(Point labeling examples)
+ + + + + + +

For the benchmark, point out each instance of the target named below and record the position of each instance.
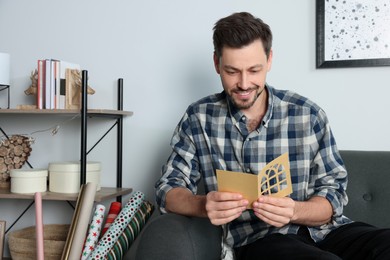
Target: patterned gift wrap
(131, 232)
(117, 227)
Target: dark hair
(240, 29)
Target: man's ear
(216, 63)
(269, 60)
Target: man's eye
(230, 72)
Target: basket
(22, 243)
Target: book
(47, 88)
(56, 83)
(40, 84)
(273, 180)
(63, 66)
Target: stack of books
(54, 83)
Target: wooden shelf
(66, 112)
(104, 194)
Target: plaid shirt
(213, 135)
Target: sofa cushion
(368, 186)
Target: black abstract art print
(352, 33)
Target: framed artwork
(2, 232)
(352, 33)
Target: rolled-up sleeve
(330, 175)
(182, 167)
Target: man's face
(243, 73)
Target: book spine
(40, 85)
(47, 84)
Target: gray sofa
(172, 236)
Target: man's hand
(223, 207)
(282, 211)
(274, 211)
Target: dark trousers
(352, 241)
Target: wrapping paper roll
(94, 231)
(132, 230)
(116, 228)
(113, 212)
(78, 228)
(39, 226)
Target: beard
(247, 102)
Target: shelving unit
(117, 115)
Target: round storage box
(64, 177)
(28, 180)
(22, 243)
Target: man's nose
(244, 83)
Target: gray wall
(163, 50)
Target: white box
(64, 177)
(28, 180)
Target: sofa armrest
(172, 236)
(368, 186)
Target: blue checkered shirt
(213, 134)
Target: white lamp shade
(4, 69)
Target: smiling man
(242, 129)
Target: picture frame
(2, 234)
(352, 33)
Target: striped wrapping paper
(94, 231)
(131, 232)
(113, 212)
(108, 240)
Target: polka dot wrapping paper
(117, 227)
(94, 231)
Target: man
(242, 129)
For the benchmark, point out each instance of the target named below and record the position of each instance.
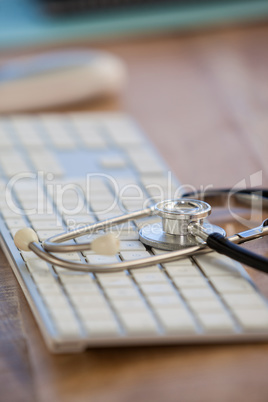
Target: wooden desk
(202, 98)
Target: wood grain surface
(202, 98)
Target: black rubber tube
(224, 246)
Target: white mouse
(58, 78)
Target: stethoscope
(184, 231)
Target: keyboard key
(13, 163)
(253, 319)
(43, 277)
(175, 270)
(134, 255)
(163, 301)
(27, 132)
(216, 322)
(5, 140)
(46, 234)
(198, 294)
(45, 161)
(100, 259)
(244, 301)
(114, 280)
(68, 329)
(101, 328)
(159, 288)
(126, 292)
(131, 245)
(184, 282)
(149, 277)
(230, 284)
(57, 132)
(37, 265)
(214, 265)
(177, 321)
(138, 323)
(206, 306)
(128, 305)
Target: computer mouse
(58, 78)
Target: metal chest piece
(173, 232)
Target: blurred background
(192, 73)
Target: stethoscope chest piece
(174, 232)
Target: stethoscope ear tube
(224, 246)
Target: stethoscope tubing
(214, 241)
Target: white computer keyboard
(60, 171)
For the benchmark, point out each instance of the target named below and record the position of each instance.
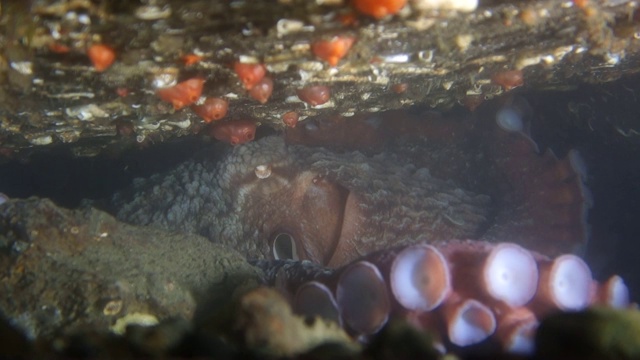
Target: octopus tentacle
(396, 282)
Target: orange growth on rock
(379, 8)
(212, 109)
(234, 132)
(290, 119)
(102, 56)
(315, 95)
(182, 94)
(59, 48)
(508, 79)
(399, 88)
(262, 90)
(250, 74)
(334, 49)
(190, 59)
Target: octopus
(459, 223)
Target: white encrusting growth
(420, 278)
(511, 274)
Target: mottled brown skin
(422, 177)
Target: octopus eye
(284, 247)
(249, 135)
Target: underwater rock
(598, 333)
(67, 270)
(265, 324)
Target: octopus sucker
(419, 177)
(375, 204)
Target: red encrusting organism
(212, 109)
(234, 132)
(290, 119)
(250, 74)
(508, 79)
(379, 8)
(59, 48)
(262, 90)
(102, 56)
(315, 95)
(190, 59)
(334, 49)
(182, 94)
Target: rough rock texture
(65, 270)
(51, 94)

+ + + + + + +

**To be done:** Without any pictures, reproduce exactly the lines from the line that contains "Target: computer mouse" to the end of the entries above, both ends included.

**Output of the exercise:**
Target: computer mouse
(58, 78)
Target: metal chest piece
(173, 232)
Target: blurred background
(192, 73)
Target: stethoscope chest piece
(174, 232)
Target: stethoscope ear tube
(224, 246)
Target: stethoscope tubing
(214, 241)
Target: white computer keyboard
(60, 171)
For the benchmark, point out each instance of the target named below and record the position of each instance.
Target: octopus tentacle
(396, 282)
Target: orange growth on rock
(379, 8)
(212, 109)
(234, 132)
(290, 119)
(102, 56)
(315, 95)
(182, 94)
(59, 48)
(508, 79)
(399, 88)
(262, 90)
(250, 74)
(334, 49)
(190, 59)
Target: octopus
(459, 223)
Target: white encrusting growth
(420, 278)
(511, 274)
Target: mottled brown skin
(422, 177)
Target: octopus eye
(284, 247)
(249, 135)
Target: underwater rock
(598, 333)
(67, 270)
(265, 324)
Target: octopus sucker
(419, 177)
(375, 204)
Target: red encrusting organism
(212, 109)
(234, 132)
(290, 119)
(250, 74)
(508, 79)
(379, 8)
(59, 48)
(262, 90)
(102, 56)
(315, 95)
(190, 59)
(334, 49)
(182, 94)
Target: rough rock texture
(65, 270)
(51, 94)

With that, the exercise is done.